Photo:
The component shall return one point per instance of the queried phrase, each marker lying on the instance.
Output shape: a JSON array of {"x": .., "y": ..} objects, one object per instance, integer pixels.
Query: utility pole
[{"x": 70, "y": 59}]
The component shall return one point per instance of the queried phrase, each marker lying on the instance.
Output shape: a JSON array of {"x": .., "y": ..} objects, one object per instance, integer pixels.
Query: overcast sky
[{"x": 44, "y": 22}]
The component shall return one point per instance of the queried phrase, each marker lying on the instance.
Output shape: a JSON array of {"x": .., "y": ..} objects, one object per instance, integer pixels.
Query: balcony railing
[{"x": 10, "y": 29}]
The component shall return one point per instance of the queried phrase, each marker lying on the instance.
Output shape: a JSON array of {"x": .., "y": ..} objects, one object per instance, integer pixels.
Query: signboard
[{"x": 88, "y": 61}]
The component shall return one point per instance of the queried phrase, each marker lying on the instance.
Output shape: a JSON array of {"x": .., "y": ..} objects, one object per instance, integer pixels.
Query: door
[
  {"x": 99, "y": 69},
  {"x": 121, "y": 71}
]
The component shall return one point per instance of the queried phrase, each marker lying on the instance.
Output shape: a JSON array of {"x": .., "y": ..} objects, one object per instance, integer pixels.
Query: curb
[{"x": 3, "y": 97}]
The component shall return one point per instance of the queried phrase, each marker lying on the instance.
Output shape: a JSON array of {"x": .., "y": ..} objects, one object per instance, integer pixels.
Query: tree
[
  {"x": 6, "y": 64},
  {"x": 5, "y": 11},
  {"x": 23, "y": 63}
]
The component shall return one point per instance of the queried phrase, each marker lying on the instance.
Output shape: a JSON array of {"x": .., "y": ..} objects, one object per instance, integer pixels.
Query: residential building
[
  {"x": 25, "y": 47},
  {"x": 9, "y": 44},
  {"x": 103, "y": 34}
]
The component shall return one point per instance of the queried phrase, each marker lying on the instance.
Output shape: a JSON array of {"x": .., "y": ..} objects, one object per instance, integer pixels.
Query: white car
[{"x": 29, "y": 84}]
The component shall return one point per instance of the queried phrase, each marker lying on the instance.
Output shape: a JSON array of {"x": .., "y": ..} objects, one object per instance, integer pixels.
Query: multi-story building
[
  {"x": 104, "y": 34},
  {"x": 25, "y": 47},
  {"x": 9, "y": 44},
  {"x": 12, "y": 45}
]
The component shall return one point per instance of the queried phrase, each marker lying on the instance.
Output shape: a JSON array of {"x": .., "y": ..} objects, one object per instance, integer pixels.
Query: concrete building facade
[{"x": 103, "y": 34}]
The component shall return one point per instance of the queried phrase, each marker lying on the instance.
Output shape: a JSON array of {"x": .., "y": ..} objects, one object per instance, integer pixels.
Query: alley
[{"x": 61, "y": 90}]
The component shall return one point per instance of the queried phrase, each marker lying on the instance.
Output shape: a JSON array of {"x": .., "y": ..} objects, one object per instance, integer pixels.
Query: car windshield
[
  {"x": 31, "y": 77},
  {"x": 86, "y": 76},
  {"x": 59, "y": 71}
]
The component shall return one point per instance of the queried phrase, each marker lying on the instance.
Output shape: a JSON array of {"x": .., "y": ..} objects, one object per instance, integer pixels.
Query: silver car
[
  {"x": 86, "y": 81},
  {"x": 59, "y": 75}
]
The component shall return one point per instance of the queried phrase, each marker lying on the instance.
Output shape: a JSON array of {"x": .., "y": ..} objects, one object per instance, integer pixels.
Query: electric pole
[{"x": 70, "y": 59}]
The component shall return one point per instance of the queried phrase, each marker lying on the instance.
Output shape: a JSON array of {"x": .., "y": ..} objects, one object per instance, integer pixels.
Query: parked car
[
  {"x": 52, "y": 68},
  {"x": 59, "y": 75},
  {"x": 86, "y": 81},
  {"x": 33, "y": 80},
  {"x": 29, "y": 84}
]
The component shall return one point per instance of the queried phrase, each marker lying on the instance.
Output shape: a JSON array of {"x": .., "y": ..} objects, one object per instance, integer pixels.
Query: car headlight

#### EXERCISE AIM
Return all the data exactly as given.

#### RIGHT ANSWER
Photo:
The component shall return one point per instance of the queried phrase, each marker lying on the instance.
Output shape: a JSON array of {"x": .., "y": ..} objects, one object per instance, integer pixels.
Query: utility pole
[{"x": 70, "y": 59}]
The component shall return one point per instance of the queried phrase, each marker lying on the instance.
Output shape: a JSON array of {"x": .., "y": ..} objects, one object per instance, integer pixels.
Query: overcast sky
[{"x": 44, "y": 22}]
The component shall return one point per instance of the queried phrase, each marker lying on the instance.
Output shape: a JSON array of {"x": .., "y": ..} objects, one object per instance, integer pixels.
Query: balcony railing
[{"x": 10, "y": 29}]
The component shall return one point per instance of the queried phrase, each marker lying on the instance.
Output shape: a JSON array of {"x": .., "y": ..} objects, one object per instance, integer pixels.
Query: signboard
[{"x": 88, "y": 61}]
The component shall return one point per instance of the queried phrase, each marker lying on the instance.
Output shape: a JSON array of {"x": .., "y": ..} objects, one object per instance, integer pixels.
Query: door
[
  {"x": 99, "y": 69},
  {"x": 121, "y": 71}
]
The component shall return one point per instance of the queried phrase, each marker lying on the instance.
Output shape: a JSON array of {"x": .., "y": ..} objects, one object per instance, integer pixels.
Query: curb
[{"x": 3, "y": 97}]
The component shall return one point per instance of the queried phrase, each marker lying on the instance.
Output shape: a JSON array of {"x": .., "y": ..} objects, one object per instance, integer pixels.
Query: tree
[
  {"x": 6, "y": 64},
  {"x": 5, "y": 11},
  {"x": 23, "y": 63}
]
The component shall return one point per instance of the queried phrase, each marker lying on the instance.
Output shape: a JSON array of {"x": .., "y": ..} objects, one object per instance, integer pixels.
Query: residential building
[
  {"x": 25, "y": 47},
  {"x": 9, "y": 44},
  {"x": 103, "y": 34}
]
The component shall return one point per instance of the queried phrase, each marker lying on the instance.
Output shape: a JSON array of {"x": .., "y": ..} objects, one object per instance, integer pixels.
Query: white car
[{"x": 29, "y": 84}]
The component shall return one point per instance of the queried phrase, each marker lying on the instance.
Output shape: a JSON array of {"x": .., "y": ..} objects, one object per instance, integer pixels.
Query: multi-story building
[
  {"x": 104, "y": 34},
  {"x": 25, "y": 47},
  {"x": 9, "y": 44},
  {"x": 12, "y": 45}
]
The component shall return one point per instance of the queried phrase, each marker lying on the instance.
Output shape: a JSON array of {"x": .., "y": ..} objects, one object per instance, integer pixels.
Query: concrete building facade
[{"x": 103, "y": 34}]
The component shall return one point per instance of the queried phrase, each marker lying on the instance.
Output shape: a JSON array of {"x": .., "y": ..} objects, one object per instance, integer pixels.
Query: alley
[{"x": 61, "y": 90}]
The component shall return one point per instance of the queried phrase, each marker lying on the instance.
Output shape: a JSON array of {"x": .., "y": ..} objects, one object per instance, integer pixels.
Query: car windshield
[
  {"x": 31, "y": 77},
  {"x": 86, "y": 76},
  {"x": 59, "y": 71}
]
The component shall return one point per instance of the queried phrase, each marker lying on the instance.
Output shape: a JSON array of {"x": .., "y": ..} objects, one object per instance, integer pixels.
Query: silver car
[
  {"x": 86, "y": 81},
  {"x": 59, "y": 75}
]
The component shall return one point per instance of the queried phrase, each marker lying on the instance.
Output shape: a JSON array of {"x": .., "y": ..} objects, one object per instance, integer pixels.
Query: electric pole
[{"x": 70, "y": 59}]
The component shall return one point per instance of the queried phrase, each marker lying on the instance.
Output shape: a JSON array of {"x": .., "y": ..} objects, one object per instance, integer pixels.
Query: parked car
[
  {"x": 52, "y": 68},
  {"x": 59, "y": 75},
  {"x": 86, "y": 81},
  {"x": 33, "y": 80},
  {"x": 29, "y": 84}
]
The component shall return one point per instance of the queried phrase, each marker lying on the instance.
Output shape: a JSON array of {"x": .., "y": ..} objects, one object per instance, integer pixels.
Query: car headlight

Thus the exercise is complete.